- _Task requirements_:
A. Please check whether each statement agrees with the Chevrolet Blazer article: (i) the 2019 Blazer has two rows of seating; (ii) the Blazer name was brought back to signal the return of the same vehicle; (iii) the 2019 Blazer was revealed in June. Answer yes or no for each, quoting the deciding words from the article.
B. Carry on the Chevrolet Blazer article from its final sentence.

By on September 25, 2018

Image: GM

Sporting two rows of seating, front-wheel drive as a starting point, and a historical name sure to anger Bowtie brand diehards, the 2019 Chevrolet Blazer revealed itself in June and almost immediately fell from view (and conversation). Compare the nameplate’s return to that of the yet-unseen Ford Bronco, which generated gigatons of buzz in the months and years preceding its upcoming reveal.

The Blazer name’s resurrection, unlike that of the Bronco, wasn’t designed to signal the return of the same vehicle. Chevy had a hole in its utility lineup — created by the newly downsized Equinox and generously sized Traverse — in need of filling. While the sizing seems correct, many took exception to the vehicle being just another a unibody brossover. The appeal of name recognition tipped the decision makers at GM into dusting off a nameplate easily recognized by anyone who lived and breathed in North America during the past 40 years. Purists be damned.

As for pricing, to best battle its midsize(ish) competitors, GM decided on a very predictable base MSRP for its reborn Blazer.

- _Data section_:
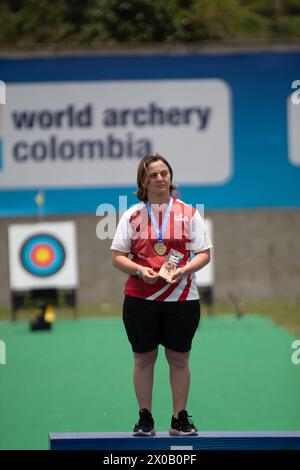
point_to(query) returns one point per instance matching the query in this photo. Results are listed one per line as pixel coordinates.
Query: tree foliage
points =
(98, 22)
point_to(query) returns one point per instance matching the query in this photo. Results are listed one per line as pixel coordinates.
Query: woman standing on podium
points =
(157, 311)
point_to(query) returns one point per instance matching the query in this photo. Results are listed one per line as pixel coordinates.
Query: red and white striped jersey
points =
(185, 232)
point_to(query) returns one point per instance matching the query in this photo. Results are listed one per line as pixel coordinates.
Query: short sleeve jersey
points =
(185, 232)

- _Task-by-task answers_:
A.
(i) Yes: "Sporting two rows of seating"
(ii) No: "The Blazer name’s resurrection, unlike that of the Bronco, wasn’t designed to signal the return of the same vehicle."
(iii) Yes: "the 2019 Chevrolet Blazer revealed itself in June"

B.
Getting into a base Blazer L will set you back $29,995 after destination. This makes for good advertising copy, as rival Ford’s Edge SE retails for $29,995 before destination, not that many people notice the asterisk. The Edge, of course, offers a turbocharged 2.0-liter making 245 horsepower and 275 lb-ft of torque.

For the starting price, Blazer L buyers stand to gain a pretty FWD crossover powered by a 2.5-liter four-cylinder with stop/start. Power amounts to 193 hp and 188 lb-ft, channelled through a nine-speed automatic to the base model’s 18-inch tires. Depending on personal taste, the Blazer’s looks might set it apart from other small/midsize offerings. Chevy seems to feel there’s a Camaro vibe going on.

Image: GM

The AWD system available on the one-from-base Blazer trim level is not the more sophisticated twin-clutch system found on the midrange RS and uplevel Premier. Those models gain GM’s familiar 3.6-liter V6 (305 hp, 269 lb-ft) as standard kit, though Blazer buyers can also have one if they’d like.

Chevy boasts of the standard features found in the base Blazer — a list that includes keyless entry and start, dual-zone automatic climate control, 8-inch color touchscreen with Apple CarPlay and Android Auto connectivity, 4G LTE with Wi-Fi hotspot, and GM’s Teen Driver feature. Moving up the trim and options ladder brings many more niceties on board, as well as price.

Sadly, GM isn’t saying what it’ll cost to get into anything but the entry-level Blazer. Pricing and further details should roll out in advance of the model’s January 2019 on-sale date.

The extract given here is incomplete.